__The exercise__: Render everything from the line containing "Each instance of the patterned snake" down to the end of the records as a JSON list of strings, with one string per line and blank lines omitted. Leave the pictures out.

(Excerpts from a point labeling dataset)
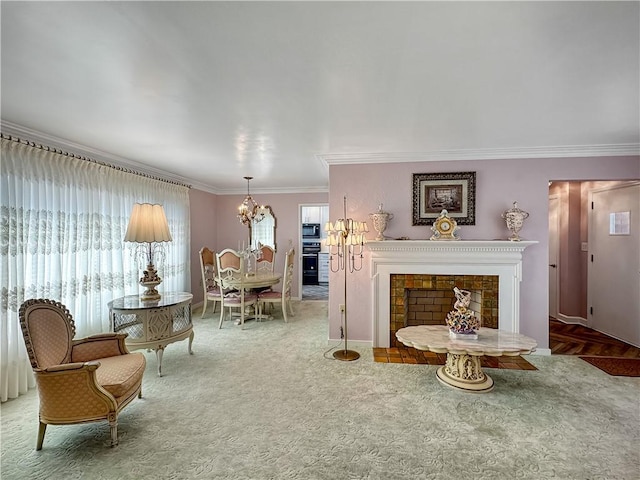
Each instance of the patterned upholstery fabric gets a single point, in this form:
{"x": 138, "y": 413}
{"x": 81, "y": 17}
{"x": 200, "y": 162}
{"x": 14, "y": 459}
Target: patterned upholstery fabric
{"x": 119, "y": 375}
{"x": 78, "y": 381}
{"x": 208, "y": 269}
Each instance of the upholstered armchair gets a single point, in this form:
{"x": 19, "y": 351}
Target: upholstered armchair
{"x": 78, "y": 381}
{"x": 284, "y": 297}
{"x": 208, "y": 269}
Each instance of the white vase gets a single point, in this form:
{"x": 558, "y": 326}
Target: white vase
{"x": 380, "y": 222}
{"x": 514, "y": 217}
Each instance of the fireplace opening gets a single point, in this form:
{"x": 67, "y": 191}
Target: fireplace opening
{"x": 426, "y": 299}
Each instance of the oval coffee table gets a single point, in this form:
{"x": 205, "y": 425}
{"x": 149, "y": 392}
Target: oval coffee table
{"x": 462, "y": 369}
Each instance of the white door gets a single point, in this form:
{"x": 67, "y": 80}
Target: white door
{"x": 614, "y": 263}
{"x": 554, "y": 222}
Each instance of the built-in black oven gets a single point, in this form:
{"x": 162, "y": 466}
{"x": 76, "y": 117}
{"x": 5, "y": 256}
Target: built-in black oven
{"x": 310, "y": 263}
{"x": 310, "y": 230}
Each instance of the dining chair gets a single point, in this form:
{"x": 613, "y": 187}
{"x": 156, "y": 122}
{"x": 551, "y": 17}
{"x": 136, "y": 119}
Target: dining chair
{"x": 264, "y": 262}
{"x": 79, "y": 380}
{"x": 231, "y": 272}
{"x": 283, "y": 297}
{"x": 210, "y": 287}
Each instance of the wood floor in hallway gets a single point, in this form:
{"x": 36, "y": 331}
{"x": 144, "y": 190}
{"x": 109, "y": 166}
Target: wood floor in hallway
{"x": 572, "y": 339}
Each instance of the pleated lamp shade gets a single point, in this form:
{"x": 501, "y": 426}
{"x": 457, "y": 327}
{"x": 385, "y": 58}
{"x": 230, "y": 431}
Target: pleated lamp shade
{"x": 148, "y": 224}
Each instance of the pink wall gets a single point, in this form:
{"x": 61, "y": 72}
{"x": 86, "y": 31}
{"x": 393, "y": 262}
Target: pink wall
{"x": 203, "y": 208}
{"x": 214, "y": 223}
{"x": 498, "y": 184}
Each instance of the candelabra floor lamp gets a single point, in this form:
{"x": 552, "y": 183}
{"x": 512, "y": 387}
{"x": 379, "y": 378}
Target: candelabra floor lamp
{"x": 346, "y": 238}
{"x": 148, "y": 228}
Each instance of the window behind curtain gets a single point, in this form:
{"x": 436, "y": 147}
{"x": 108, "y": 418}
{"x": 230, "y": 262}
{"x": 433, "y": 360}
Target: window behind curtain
{"x": 62, "y": 224}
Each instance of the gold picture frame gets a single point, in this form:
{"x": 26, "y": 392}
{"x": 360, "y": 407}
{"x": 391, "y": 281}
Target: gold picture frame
{"x": 454, "y": 192}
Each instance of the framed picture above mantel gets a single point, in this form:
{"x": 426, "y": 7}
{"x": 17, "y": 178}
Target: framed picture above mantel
{"x": 454, "y": 192}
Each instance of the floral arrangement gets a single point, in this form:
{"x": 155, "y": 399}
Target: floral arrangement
{"x": 462, "y": 320}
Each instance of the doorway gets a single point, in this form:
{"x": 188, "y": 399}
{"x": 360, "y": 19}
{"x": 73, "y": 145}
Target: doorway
{"x": 574, "y": 238}
{"x": 313, "y": 274}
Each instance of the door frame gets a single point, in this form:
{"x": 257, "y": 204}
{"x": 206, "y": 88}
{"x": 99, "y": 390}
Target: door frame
{"x": 590, "y": 266}
{"x": 556, "y": 301}
{"x": 300, "y": 217}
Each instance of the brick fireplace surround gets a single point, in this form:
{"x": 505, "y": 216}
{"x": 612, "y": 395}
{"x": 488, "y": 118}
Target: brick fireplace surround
{"x": 446, "y": 261}
{"x": 426, "y": 299}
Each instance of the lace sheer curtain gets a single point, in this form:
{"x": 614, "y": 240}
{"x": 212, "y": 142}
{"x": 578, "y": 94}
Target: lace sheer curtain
{"x": 62, "y": 224}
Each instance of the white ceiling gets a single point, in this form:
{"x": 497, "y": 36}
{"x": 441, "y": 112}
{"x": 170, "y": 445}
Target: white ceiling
{"x": 213, "y": 91}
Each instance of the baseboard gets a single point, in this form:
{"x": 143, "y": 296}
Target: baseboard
{"x": 574, "y": 320}
{"x": 350, "y": 343}
{"x": 541, "y": 352}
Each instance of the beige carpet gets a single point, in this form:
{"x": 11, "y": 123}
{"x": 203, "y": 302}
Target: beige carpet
{"x": 267, "y": 403}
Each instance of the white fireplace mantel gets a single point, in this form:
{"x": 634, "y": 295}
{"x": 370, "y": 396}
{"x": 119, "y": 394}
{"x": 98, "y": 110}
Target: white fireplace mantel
{"x": 462, "y": 257}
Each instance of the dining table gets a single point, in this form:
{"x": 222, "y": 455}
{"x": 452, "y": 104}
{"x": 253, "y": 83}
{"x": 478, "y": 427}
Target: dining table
{"x": 251, "y": 282}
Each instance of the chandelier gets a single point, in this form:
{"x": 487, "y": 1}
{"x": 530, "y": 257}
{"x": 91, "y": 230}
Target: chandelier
{"x": 249, "y": 211}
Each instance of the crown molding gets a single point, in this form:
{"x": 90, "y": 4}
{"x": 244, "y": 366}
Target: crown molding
{"x": 565, "y": 151}
{"x": 35, "y": 136}
{"x": 267, "y": 191}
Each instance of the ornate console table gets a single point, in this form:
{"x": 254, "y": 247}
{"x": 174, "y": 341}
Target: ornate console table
{"x": 153, "y": 325}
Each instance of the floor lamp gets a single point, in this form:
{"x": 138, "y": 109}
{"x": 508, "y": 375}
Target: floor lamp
{"x": 346, "y": 239}
{"x": 148, "y": 228}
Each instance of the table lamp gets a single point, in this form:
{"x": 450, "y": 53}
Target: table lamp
{"x": 148, "y": 227}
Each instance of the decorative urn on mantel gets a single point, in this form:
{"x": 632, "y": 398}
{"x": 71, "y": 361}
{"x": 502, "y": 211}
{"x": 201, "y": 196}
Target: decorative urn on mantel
{"x": 380, "y": 222}
{"x": 514, "y": 217}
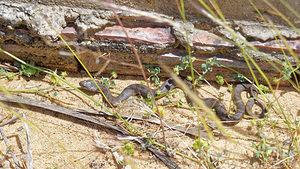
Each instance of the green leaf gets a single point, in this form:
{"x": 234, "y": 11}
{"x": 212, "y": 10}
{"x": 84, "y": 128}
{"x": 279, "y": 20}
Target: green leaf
{"x": 220, "y": 79}
{"x": 63, "y": 74}
{"x": 114, "y": 74}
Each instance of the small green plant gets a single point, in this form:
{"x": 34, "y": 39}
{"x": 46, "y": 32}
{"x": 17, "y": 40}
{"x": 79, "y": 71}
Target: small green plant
{"x": 263, "y": 151}
{"x": 207, "y": 66}
{"x": 239, "y": 77}
{"x": 128, "y": 148}
{"x": 9, "y": 75}
{"x": 108, "y": 81}
{"x": 54, "y": 80}
{"x": 154, "y": 71}
{"x": 201, "y": 146}
{"x": 220, "y": 79}
{"x": 25, "y": 70}
{"x": 264, "y": 88}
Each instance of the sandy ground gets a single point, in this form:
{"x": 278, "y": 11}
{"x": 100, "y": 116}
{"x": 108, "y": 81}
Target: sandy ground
{"x": 62, "y": 142}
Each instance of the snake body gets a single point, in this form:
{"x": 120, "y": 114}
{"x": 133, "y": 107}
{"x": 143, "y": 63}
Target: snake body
{"x": 142, "y": 90}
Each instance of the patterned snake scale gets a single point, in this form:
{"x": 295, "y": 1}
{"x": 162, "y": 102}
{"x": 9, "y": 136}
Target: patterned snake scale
{"x": 142, "y": 90}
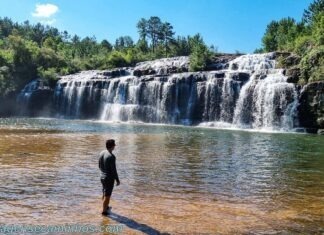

__Completed task__:
[
  "Each instance of the patterned snake scale gets a single point, in this form:",
  "{\"x\": 295, \"y\": 1}",
  "{\"x\": 162, \"y\": 102}",
  "{\"x\": 9, \"y\": 136}",
  "Target: patterned snake scale",
  "{\"x\": 142, \"y\": 90}"
]